• EXTRACT:
When I was 11--a softball player, basketball player and proclaimed pitbull on the court and field--I walked into my middle school cafeteria and signed up to try track and field. I knew I was quick, I knew I liked running, but I never could have known that this was possibly the most pivotal decision I would ever make.
Ten years later, here I am as a senior in college, on the cusp of my final season as an collegiate athlete, and the most accurate word I could use to describe how I feel is grateful.
Grateful for every race, good and bad. Grateful for every workout that brought me to my knees, for the injuries that tested my dedication, for every tear shed. For the frustrations, for the personal bests. Grateful for my teammates and grateful for this relationship I have formed with a sport that sometimes is called “other sports’ punishment.” But truthfully, I have always hated that description. Rather, I like to think that it is a part of everything, that it is connected to everything, that running is a universal physical indication of immense strength.
And I am in no way only speaking of physical strength.
Of course, your legs must be solid and explosive. Your arms must be able to carry you when your legs feel like giving up. Your lungs must be able to accommodate grueling workouts and intense races. I am so thankful I have been shown how far I can push my body’s limits, how heavy I can lift, how fast I can run, how much I can surprise myself with my actual ability. But what I am even more thankful for is what it has taught me about mental strength.

• WHAT TO DO:
**A)** From the essay on running, quote word for word the passage from "Grateful for every race, good" to "of immense strength.".
**B)** Rewrite the paragraph of the running essay beginning "Of course, your legs must be solid" as a brief bulleted list that keeps its main facts.

Region pointing data
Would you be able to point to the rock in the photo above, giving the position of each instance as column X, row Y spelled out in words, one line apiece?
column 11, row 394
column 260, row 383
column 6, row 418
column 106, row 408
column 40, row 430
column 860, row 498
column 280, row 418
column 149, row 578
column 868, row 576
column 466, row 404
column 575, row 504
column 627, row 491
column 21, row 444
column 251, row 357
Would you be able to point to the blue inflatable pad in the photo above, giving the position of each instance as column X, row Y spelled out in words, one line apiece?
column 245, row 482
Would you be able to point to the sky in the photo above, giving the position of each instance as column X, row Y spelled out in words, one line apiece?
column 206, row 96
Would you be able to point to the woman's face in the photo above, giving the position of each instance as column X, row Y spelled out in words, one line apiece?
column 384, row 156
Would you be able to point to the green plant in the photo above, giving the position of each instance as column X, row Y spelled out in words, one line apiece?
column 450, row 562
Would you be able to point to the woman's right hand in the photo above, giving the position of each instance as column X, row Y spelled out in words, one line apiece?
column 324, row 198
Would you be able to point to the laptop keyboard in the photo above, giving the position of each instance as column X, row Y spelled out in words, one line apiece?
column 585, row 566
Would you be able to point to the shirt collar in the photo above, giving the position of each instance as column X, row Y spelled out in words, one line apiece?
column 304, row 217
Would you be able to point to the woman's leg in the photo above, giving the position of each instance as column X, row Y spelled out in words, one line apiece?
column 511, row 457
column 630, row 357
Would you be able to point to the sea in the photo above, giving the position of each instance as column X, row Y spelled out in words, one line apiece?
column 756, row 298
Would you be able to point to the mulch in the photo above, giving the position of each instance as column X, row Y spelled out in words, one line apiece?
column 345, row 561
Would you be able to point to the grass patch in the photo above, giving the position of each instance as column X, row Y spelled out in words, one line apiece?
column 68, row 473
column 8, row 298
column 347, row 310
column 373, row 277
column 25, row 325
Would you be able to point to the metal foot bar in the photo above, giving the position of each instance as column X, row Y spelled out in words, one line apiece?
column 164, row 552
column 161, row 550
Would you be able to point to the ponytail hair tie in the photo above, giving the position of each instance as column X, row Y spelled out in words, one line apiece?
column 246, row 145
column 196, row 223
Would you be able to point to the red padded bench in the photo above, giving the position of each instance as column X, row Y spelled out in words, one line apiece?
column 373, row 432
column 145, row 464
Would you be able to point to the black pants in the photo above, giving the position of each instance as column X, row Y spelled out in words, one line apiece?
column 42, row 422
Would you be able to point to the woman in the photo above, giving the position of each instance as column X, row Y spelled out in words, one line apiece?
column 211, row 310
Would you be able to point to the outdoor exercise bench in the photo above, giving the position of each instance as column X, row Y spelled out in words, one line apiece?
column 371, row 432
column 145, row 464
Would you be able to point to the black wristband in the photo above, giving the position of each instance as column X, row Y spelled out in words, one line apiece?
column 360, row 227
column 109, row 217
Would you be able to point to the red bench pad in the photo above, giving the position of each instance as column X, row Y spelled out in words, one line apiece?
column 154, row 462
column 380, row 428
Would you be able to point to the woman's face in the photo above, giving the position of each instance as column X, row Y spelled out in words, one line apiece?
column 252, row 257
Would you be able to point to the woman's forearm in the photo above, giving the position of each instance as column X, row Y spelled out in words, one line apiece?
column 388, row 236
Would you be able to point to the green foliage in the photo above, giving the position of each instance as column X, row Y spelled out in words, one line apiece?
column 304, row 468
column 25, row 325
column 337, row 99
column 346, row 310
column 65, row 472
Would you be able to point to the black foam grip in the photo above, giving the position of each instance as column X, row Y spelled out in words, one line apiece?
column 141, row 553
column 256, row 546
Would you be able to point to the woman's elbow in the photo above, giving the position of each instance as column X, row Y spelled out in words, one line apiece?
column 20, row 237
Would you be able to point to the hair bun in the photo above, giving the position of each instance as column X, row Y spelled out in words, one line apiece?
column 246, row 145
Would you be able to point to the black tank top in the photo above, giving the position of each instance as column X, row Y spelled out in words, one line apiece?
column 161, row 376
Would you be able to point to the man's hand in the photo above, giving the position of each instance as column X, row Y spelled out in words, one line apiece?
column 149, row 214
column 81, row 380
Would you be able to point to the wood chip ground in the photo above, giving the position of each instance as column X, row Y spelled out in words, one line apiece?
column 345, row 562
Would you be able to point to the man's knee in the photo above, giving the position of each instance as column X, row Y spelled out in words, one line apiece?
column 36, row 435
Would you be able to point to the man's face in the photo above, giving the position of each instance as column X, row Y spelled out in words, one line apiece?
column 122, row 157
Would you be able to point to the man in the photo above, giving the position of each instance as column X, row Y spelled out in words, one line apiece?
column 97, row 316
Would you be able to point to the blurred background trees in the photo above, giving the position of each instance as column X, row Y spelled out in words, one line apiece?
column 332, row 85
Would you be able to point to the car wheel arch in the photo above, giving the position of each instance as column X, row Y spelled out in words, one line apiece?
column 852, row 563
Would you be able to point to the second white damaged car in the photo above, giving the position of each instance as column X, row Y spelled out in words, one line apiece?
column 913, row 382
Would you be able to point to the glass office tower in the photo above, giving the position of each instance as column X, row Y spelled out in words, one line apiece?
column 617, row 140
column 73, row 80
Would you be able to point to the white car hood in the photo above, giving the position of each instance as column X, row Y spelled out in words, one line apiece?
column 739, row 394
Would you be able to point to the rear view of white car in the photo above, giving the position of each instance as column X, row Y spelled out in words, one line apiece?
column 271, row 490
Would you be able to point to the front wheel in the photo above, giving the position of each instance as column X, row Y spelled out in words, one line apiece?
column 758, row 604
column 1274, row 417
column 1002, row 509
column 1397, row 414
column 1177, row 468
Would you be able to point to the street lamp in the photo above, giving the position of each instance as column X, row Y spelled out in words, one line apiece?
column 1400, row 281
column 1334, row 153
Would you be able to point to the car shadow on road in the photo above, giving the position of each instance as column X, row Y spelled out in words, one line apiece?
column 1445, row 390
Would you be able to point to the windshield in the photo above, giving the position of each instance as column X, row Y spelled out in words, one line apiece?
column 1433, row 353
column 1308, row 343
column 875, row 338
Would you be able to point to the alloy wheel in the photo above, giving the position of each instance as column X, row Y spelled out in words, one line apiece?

• LIST OF SOLUTIONS:
**A)**
Grateful for every race, good and bad. Grateful for every workout that brought me to my knees, for the injuries that tested my dedication, for every tear shed. For the frustrations, for the personal bests. Grateful for my teammates and grateful for this relationship I have formed with a sport that sometimes is called “other sports’ punishment.” But truthfully, I have always hated that description. Rather, I like to think that it is a part of everything, that it is connected to everything, that running is a universal physical indication of immense strength.

**B)**
- Legs must be solid and explosive.
- Arms must carry the runner when the legs feel like giving up.
- Lungs must withstand grueling workouts and intense races.
- Running has shown the writer how far the body can be pushed, how much can be lifted, how fast the writer can run, and how the writer's real ability can surprise.
- The writer is even more thankful for what running has taught about mental strength.